▶ _Work instructions_
Whichever lines include the word "plastic", copy them as they appear in the data.

▶ _Input for this task_
# # # # #

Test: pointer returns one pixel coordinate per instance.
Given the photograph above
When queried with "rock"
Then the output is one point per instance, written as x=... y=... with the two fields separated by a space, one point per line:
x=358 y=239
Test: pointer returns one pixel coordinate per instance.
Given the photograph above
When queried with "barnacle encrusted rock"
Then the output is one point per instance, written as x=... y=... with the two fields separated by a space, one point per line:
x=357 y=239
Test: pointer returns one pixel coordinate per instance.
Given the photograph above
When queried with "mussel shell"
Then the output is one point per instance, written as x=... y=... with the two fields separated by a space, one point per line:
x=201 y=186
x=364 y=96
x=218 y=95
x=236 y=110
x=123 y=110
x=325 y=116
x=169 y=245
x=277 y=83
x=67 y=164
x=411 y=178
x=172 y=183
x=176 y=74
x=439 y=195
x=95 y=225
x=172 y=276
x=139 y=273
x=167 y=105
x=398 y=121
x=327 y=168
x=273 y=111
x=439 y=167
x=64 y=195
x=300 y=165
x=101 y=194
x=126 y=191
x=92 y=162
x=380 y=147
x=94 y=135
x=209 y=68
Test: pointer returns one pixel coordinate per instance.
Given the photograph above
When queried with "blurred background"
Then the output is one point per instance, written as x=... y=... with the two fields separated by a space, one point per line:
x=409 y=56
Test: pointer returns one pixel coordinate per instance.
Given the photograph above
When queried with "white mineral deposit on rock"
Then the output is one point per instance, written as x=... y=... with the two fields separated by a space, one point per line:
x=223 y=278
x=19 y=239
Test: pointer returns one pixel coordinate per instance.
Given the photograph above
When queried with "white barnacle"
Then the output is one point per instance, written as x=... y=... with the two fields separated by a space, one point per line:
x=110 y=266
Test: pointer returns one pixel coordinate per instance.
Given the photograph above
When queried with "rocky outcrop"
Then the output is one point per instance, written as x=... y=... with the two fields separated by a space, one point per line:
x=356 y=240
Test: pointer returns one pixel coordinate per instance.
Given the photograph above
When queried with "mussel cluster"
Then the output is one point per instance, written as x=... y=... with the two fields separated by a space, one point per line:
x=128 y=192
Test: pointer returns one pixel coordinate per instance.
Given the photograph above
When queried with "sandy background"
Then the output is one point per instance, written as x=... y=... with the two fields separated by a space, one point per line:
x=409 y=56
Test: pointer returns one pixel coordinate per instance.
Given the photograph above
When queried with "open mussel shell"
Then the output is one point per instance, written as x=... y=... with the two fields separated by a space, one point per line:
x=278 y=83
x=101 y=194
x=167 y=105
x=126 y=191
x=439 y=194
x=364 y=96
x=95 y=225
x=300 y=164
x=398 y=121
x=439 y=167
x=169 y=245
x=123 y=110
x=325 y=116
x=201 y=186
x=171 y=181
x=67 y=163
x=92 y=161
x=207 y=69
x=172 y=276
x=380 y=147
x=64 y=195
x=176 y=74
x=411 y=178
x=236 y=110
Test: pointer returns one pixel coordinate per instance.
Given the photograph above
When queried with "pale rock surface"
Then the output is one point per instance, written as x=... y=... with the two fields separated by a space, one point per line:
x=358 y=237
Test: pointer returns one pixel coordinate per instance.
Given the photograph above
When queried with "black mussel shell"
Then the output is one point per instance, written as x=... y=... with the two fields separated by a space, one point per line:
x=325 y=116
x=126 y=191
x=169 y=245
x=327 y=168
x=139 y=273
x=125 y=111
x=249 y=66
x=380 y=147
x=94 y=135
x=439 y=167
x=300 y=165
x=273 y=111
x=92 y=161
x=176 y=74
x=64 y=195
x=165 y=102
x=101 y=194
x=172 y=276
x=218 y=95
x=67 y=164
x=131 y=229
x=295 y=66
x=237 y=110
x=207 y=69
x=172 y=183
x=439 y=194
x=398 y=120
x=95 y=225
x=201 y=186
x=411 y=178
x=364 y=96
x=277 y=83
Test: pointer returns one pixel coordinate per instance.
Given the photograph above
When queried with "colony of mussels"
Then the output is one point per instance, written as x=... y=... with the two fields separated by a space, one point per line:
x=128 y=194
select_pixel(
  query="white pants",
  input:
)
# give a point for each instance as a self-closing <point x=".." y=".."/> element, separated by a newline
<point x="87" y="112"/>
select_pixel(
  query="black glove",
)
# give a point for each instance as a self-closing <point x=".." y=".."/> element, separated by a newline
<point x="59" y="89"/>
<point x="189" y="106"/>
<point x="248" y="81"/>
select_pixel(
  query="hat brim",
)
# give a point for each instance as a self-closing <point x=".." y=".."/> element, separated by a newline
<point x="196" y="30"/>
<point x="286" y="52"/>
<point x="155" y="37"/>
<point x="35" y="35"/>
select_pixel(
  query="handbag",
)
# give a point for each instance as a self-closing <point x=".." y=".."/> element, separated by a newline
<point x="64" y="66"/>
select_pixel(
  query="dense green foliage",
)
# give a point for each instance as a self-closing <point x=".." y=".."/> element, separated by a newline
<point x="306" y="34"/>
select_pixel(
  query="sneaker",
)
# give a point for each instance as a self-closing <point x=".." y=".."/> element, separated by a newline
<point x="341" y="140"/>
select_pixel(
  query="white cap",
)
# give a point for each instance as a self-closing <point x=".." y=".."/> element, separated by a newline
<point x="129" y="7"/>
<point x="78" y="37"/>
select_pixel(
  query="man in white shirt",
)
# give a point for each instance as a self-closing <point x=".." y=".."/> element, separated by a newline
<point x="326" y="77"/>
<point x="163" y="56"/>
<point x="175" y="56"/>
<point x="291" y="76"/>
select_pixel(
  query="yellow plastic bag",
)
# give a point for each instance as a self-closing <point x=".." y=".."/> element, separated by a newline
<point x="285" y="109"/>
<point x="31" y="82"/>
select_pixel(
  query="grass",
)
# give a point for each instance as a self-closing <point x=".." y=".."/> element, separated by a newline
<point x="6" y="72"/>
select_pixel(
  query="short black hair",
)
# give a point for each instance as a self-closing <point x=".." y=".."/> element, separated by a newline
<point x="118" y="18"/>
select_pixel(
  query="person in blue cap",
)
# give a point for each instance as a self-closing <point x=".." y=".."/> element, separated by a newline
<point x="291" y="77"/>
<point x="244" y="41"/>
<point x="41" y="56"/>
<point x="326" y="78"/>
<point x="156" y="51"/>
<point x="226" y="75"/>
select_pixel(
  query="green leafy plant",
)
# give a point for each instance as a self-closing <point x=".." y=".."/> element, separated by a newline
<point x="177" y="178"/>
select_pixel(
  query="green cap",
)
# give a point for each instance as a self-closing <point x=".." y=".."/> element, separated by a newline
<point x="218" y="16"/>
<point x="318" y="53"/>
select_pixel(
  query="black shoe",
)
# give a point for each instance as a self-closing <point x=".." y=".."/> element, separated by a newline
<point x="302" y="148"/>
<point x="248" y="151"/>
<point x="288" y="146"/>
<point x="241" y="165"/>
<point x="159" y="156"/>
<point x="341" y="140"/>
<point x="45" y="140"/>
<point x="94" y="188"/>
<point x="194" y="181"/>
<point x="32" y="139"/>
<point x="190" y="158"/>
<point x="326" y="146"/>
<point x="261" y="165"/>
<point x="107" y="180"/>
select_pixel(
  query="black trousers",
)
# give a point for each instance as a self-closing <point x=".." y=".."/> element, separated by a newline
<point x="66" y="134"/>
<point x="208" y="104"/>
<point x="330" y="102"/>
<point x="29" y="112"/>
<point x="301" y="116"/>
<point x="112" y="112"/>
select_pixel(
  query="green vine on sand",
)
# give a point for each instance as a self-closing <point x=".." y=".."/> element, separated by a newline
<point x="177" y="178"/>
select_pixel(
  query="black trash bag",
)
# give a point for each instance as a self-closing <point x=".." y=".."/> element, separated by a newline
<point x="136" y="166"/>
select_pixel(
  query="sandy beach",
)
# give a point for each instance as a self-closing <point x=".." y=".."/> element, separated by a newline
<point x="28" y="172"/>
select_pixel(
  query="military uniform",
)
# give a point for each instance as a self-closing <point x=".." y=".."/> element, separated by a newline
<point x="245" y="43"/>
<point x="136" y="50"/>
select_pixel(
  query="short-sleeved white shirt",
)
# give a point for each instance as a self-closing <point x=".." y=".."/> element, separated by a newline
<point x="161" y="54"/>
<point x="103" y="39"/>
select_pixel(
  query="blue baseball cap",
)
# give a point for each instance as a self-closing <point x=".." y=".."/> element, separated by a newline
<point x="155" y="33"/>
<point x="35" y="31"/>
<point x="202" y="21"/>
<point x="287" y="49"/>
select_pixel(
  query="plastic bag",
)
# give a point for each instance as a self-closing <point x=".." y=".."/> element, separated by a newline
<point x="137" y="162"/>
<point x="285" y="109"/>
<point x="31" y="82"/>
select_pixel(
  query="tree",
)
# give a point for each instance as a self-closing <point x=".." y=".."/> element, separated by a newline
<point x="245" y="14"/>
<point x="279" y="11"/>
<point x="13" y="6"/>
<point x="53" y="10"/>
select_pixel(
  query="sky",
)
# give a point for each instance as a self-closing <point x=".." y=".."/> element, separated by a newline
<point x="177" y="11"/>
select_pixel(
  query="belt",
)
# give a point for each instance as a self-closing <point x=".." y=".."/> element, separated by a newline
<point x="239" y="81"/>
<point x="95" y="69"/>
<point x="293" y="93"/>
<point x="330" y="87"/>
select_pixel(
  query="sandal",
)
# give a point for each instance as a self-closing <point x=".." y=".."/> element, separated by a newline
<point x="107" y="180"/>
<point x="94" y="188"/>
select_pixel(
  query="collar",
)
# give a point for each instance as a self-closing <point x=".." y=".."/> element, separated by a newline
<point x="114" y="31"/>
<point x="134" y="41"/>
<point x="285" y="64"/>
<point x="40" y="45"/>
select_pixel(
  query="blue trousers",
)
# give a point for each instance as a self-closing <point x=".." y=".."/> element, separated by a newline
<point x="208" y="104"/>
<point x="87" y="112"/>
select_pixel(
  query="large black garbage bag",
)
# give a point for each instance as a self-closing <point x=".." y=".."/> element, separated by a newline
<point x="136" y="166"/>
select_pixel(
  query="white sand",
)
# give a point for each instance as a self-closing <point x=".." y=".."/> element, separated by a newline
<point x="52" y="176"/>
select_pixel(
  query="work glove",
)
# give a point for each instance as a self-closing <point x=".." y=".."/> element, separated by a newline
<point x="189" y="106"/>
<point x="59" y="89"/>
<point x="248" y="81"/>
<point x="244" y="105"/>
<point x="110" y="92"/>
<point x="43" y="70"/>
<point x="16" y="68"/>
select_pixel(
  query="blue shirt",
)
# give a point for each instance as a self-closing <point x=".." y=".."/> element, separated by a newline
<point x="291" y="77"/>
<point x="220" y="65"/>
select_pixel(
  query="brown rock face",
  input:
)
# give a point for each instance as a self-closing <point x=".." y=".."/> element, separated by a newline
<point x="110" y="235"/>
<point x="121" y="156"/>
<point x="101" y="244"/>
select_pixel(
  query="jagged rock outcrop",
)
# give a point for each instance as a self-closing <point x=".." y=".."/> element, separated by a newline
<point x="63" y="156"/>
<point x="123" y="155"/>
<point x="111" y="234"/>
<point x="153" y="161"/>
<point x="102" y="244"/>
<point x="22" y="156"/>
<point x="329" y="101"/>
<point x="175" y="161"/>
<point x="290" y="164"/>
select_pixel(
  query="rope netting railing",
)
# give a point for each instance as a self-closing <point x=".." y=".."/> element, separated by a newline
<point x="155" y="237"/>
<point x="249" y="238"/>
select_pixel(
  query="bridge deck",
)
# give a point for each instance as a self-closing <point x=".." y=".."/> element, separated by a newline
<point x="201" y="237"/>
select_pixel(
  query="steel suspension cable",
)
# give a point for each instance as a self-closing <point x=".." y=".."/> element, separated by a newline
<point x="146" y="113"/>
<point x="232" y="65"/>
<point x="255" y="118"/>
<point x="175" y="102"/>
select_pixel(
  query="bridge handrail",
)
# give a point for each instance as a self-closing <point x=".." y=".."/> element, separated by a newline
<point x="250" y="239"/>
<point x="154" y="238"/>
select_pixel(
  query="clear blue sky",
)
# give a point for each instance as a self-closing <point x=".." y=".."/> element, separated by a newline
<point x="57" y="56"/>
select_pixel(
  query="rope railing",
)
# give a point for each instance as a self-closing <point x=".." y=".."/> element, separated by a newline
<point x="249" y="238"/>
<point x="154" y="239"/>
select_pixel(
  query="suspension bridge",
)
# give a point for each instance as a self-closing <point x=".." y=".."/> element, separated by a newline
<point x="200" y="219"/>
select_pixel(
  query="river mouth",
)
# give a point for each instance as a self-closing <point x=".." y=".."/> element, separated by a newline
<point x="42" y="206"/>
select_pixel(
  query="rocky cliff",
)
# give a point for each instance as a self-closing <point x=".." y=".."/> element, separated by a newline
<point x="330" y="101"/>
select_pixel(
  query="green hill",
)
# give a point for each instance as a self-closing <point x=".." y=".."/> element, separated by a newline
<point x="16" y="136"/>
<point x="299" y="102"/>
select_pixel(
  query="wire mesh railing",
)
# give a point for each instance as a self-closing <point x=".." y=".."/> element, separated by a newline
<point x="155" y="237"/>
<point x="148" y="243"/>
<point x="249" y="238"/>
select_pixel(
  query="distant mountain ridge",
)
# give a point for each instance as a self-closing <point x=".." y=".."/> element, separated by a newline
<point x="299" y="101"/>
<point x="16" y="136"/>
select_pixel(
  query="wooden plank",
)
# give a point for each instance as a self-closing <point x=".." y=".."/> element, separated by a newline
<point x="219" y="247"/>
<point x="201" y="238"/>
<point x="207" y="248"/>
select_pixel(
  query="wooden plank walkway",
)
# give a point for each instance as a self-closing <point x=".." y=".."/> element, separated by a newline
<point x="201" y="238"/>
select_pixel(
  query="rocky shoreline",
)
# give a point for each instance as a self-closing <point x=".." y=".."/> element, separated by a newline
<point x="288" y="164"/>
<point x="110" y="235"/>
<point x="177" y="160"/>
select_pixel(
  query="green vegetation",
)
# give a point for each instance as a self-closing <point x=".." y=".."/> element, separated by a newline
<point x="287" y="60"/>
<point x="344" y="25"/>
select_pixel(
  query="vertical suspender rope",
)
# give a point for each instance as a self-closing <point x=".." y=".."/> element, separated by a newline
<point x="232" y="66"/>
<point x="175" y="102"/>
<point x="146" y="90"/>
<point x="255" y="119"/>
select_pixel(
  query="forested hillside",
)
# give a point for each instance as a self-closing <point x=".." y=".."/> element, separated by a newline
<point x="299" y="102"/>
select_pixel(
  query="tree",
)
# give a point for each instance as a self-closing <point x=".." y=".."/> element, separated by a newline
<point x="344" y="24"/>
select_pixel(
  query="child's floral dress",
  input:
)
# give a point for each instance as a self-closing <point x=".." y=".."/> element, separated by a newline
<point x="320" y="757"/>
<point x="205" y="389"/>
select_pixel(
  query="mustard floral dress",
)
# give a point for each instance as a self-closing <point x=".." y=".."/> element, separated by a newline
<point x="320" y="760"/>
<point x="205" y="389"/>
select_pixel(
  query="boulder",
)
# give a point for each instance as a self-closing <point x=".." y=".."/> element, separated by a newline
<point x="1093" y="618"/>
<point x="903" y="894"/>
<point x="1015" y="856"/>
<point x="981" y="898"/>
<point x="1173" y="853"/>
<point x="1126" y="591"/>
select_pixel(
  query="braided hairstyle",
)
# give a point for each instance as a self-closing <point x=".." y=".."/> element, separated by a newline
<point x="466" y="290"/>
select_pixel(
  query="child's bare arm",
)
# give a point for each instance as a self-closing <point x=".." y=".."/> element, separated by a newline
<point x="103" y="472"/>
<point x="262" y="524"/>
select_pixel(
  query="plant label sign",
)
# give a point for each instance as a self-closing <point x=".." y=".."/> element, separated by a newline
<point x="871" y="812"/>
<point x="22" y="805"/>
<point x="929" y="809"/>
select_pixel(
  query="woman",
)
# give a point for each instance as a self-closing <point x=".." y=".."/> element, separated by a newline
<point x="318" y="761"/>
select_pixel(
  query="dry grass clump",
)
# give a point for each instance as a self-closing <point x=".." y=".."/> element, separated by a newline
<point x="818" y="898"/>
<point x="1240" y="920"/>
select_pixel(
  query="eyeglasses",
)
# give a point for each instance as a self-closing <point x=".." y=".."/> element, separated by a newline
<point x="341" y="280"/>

# # # # #

▶ _Finished exercise_
  query="yellow plastic bag",
  query="plastic bag",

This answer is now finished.